Wisconsin was an unlikely Final Four team that year. They were a team without a single all-conference selection- not even an honorable mention pick. They knocked off a number one seed and shutdown future NBA players on their road to the Final Four. Wisconsin entered March as a team on the bubble. They ended their run in Indianapolis at the Final Four. A five game stretch that perfectly summarized the legendary coaching career of Dick Beneett. The story of that 1999-2000 Wisconsin team is Dick Bennett’s story. It’s the story of an underdog. It’s the story of a fighter.

Over thirty years ago, Dick Bennett first wrote down his “Five Non-Negotiables.” He talked to his players about humility, passion, unity, servanthood and thankfulness. The five non-negotiables are only part of the Dick Bennett story. He will mainly be remembered as one of the best defensive minds in the history of basketball. But as you study the man, you see an example of humility and passion. Though he was overlooked when he applied for coaching jobs, Bennett won at every level. He simply taught his system and built winners from the high school level to the Big Ten Conference.

Dick Bennett applied for the Wisconsin job in 1976. He applied for it in 1982. He applied for  it again in 1992. He was passed over all three times. He would wait 31 years before finally getting his dream job. Back in 1995 the Chicago Tribune wrote, “He was renowned nationally, idolized in his state, highly lauded for the work he had done at Wisconsin-Stevens Point and Wisconsin-Green Bay. Yet the one job he had coveted, the job at Wisconsin in Madison, had escaped him.” But Dick Bennett did not quit. He believed in his system, he built winners at every level, and he simply outlasted the competition. If you have ever been passed over for a job, Dick Bennett’s story is for you. If you have ever been overlooked, this story is for you.

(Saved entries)
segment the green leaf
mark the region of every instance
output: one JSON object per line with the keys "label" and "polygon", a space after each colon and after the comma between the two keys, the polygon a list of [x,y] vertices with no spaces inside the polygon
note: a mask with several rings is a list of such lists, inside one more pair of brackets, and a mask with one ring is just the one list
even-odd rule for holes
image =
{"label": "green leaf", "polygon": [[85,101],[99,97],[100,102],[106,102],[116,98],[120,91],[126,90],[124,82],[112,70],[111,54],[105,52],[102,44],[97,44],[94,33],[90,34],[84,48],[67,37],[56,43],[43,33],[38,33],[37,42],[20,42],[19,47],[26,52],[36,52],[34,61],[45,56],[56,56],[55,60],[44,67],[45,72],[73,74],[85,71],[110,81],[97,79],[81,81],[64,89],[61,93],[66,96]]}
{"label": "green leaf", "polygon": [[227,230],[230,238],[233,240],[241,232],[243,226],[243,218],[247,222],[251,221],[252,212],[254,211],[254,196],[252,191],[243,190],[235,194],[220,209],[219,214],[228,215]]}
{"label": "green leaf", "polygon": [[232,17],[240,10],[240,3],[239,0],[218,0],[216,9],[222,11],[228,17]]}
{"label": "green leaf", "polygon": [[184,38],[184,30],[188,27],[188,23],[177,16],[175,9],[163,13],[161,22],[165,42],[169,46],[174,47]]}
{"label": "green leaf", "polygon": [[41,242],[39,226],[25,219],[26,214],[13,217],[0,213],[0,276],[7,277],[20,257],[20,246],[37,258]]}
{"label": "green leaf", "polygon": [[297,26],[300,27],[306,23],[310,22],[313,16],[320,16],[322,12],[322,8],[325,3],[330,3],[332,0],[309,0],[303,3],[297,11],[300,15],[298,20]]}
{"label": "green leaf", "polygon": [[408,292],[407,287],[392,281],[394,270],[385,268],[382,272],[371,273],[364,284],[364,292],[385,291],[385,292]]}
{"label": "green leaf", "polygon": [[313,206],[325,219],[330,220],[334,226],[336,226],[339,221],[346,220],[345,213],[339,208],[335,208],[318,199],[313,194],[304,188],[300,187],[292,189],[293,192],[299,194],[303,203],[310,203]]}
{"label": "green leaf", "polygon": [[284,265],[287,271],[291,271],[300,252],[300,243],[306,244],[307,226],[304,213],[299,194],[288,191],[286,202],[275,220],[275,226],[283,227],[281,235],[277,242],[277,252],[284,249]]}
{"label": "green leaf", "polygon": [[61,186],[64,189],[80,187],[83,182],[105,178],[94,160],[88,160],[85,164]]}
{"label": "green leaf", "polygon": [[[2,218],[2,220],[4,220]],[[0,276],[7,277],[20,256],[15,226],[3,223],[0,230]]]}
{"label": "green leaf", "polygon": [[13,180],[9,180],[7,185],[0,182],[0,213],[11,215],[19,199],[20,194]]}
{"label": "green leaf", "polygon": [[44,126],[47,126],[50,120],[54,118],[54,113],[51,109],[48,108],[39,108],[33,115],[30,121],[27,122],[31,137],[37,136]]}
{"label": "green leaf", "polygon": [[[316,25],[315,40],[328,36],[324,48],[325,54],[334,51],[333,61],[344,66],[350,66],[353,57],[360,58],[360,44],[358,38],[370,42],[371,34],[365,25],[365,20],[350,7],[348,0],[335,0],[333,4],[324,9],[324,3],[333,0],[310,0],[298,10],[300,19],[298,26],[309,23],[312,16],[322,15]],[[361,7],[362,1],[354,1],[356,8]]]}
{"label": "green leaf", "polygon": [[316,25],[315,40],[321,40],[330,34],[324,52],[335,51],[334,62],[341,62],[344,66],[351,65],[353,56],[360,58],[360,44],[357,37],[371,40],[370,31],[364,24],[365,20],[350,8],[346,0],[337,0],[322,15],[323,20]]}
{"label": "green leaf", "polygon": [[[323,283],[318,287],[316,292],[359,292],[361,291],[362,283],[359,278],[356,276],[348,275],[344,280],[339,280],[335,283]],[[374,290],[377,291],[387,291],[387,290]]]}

# [Task 1]
Decide whether each statement below agrees with the text about Dick Bennett. Answer yes or no for each, and quote the words from that text that settle it.
(a) Bennett applied for the Wisconsin job in 1982.
(b) Wisconsin entered March as a team on the bubble.
(c) The 1999-2000 Wisconsin team had one all-conference selection.
# [Task 2]
Carry the text about Dick Bennett forward, beginning after its final sentence.

# [Answer space 1]
(a) Yes: "He applied for it in 1982."
(b) Yes: "Wisconsin entered March as a team on the bubble."
(c) No: "They were a team without a single all-conference selection- not even an honorable mention pick."

# [Answer space 2]
In the spring of 1995, in a survey among the 113 college basketball coaches who attended the Final Four, Dick Bennett ranked second nationally as the coach “who does the best job in a difficult situation.” Another survey question asked the coaches, "If you could only go to one coaching clinic, whose would it be?" The top four answers: Mike Krzyzewski, Rick Majerus, Dick Bennett and Bob Knight – in that order. This was prior to Bennett’s days at Wisconsin. He had coached at an NAIA school and a middle of the road Division I school. Yet, those in the coaching profession revered Bennett- and specifically his defensive system. And it all started with the simple task of coaching high school basketball.

Dick Bennett never played Division I basketball. He played at a small college in Wisconsin. After graduating, he didn’t jump straight to coaching at the college level. In fact, his career started by coaching the freshman basketball team in West Bend, Wisconsin. He spent the next two seasons at Mineral Point, where he got his first taste of coaching varsity basketball. The Bennett’s then spent two years in Marion, Wisconsin and three seasons at New London. Finally, he spent four seasons at Eau Claire Memorial High School. Bennett said he “took very bad basketball programs and tried to build them into a level of respectability.”

In his first year at Eau Claire Memorial, Bennett cut several seniors in favor of younger players. Someone threw a brick through the window of his home. Even at the University of Wisconsin, he faced criticism. They played too slow. They won ugly. Some said he was out of touch with the modern game. When he first started coaching, he didn’t have a polished coaching philosophy. But from the beginning he did hold three things in high regard: team defense, taking care of the ball, and shot selection. In his last season at Eau Claire Memorial, they won 22 of 25 games and finished second in the state. From there, Bennett made the jump to the college game. In eleven seasons as a high school coach Dick Bennett had a record of 160 wins and 68 losses. Through those years, he taught grades 7-12 health and P.E. and wore many hats along the way- such as varsity tennis coach, varsity baseball coach, assistant football coach, and athletic director.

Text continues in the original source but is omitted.